(Records from a data source)

↓↓↓

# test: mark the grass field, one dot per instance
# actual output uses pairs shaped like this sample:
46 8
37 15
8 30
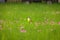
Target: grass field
45 24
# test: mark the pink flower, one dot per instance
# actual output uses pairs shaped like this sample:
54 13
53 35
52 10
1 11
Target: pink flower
37 23
51 29
58 12
23 31
39 30
52 22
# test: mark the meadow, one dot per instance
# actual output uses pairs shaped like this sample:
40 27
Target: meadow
44 25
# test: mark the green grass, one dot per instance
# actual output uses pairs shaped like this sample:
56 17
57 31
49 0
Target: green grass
13 15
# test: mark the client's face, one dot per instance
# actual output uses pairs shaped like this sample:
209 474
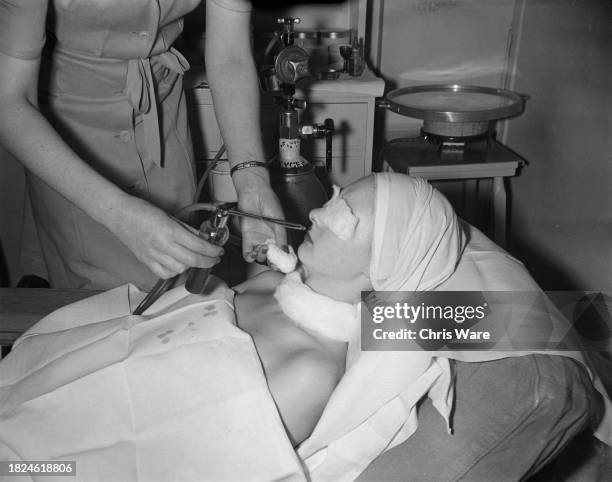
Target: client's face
338 243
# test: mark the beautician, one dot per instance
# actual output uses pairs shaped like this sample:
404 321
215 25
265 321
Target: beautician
98 118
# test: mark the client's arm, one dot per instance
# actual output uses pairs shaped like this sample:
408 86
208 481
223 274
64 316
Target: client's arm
302 370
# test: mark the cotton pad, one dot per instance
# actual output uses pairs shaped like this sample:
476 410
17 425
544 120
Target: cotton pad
279 259
338 217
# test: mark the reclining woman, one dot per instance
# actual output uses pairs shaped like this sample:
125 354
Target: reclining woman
509 414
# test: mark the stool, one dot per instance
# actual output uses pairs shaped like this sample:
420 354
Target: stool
487 159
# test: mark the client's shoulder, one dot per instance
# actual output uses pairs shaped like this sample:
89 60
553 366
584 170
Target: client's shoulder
264 282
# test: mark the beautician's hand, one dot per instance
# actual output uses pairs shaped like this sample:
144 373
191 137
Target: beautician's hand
258 197
164 244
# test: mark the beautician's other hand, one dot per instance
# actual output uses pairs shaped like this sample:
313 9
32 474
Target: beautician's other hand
258 197
164 244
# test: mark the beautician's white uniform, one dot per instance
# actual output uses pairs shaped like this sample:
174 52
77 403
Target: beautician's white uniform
112 87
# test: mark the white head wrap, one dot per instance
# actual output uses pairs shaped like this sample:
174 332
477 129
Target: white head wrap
417 239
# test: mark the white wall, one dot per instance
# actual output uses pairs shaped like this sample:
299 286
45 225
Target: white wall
562 202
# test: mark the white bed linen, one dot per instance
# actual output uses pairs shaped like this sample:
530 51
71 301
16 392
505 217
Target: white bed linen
177 395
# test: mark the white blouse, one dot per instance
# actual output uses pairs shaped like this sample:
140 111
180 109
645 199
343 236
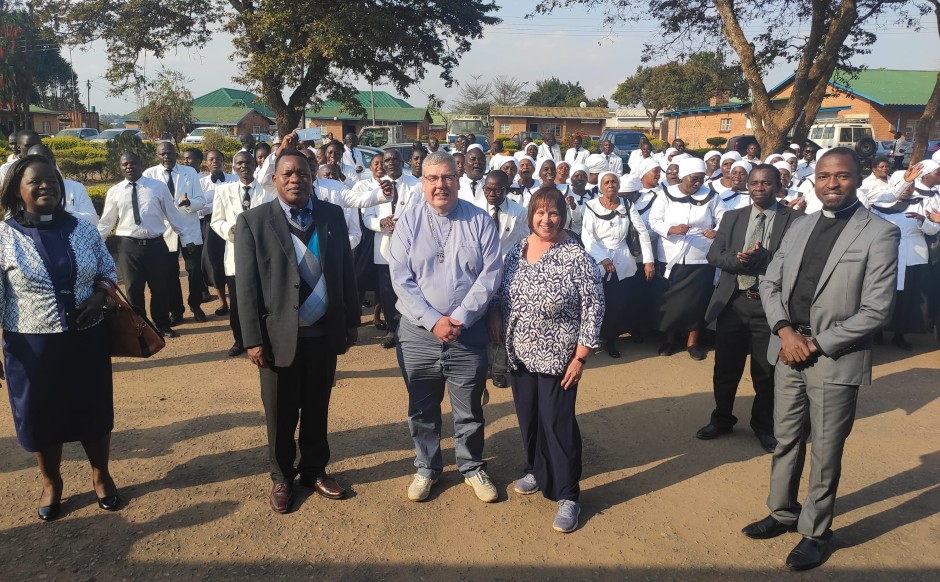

↑↑↑

• **WHAT THE TASK REQUIRES**
Reproduce nothing but the lines from the line containing "Target: beautician's other hand" through the last line of the data above, exactly as written and without pictures.

• **EXPECTED OUTPUT**
Target: beautician's other hand
258 197
164 244
# test: mark the beautician's white uniform, one dot per instance
# actual output uses pairs shaped like this sample:
174 52
77 403
Target: beautician's white uniform
112 87
# test: mark the white head wrap, one dot per instance
# actual output uses pairs shaped like this sample:
174 332
477 129
Target: white head wrap
417 239
# test: mark the white wall, one dot per instance
# actual output uses pairs shaped like this sample:
299 286
45 225
Target: white wall
562 202
# test: mark the white bed linen, one dot per instance
# actual output uses pairs shaped like this sample:
530 51
71 301
16 392
505 217
Target: white bed linen
177 395
# test: mark the white blouse, one dot per instance
# actual output uses pairs shaped like this sample:
140 111
180 109
645 199
343 236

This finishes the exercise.